> Data entries:
****

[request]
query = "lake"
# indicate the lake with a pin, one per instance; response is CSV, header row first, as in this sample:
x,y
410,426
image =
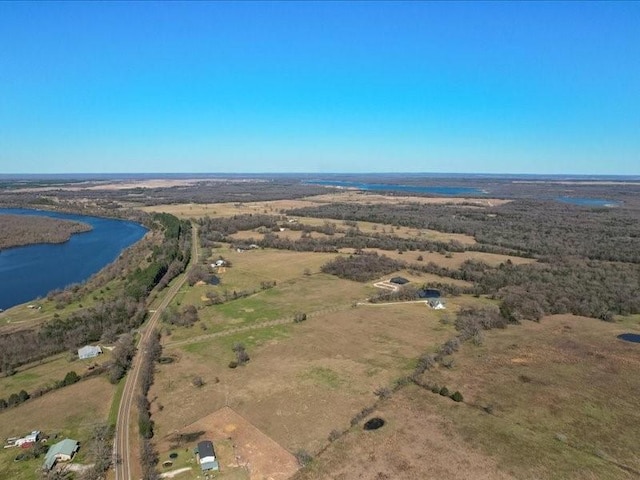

****

> WHAT TO WORK ON: Please repeat every record above exactly, leaving the pictures out.

> TASK SOLUTION:
[request]
query = "lake"
# indicate the lake with a pin, one per instance; response is CSV, header row first, as in this sample:
x,y
410,426
image =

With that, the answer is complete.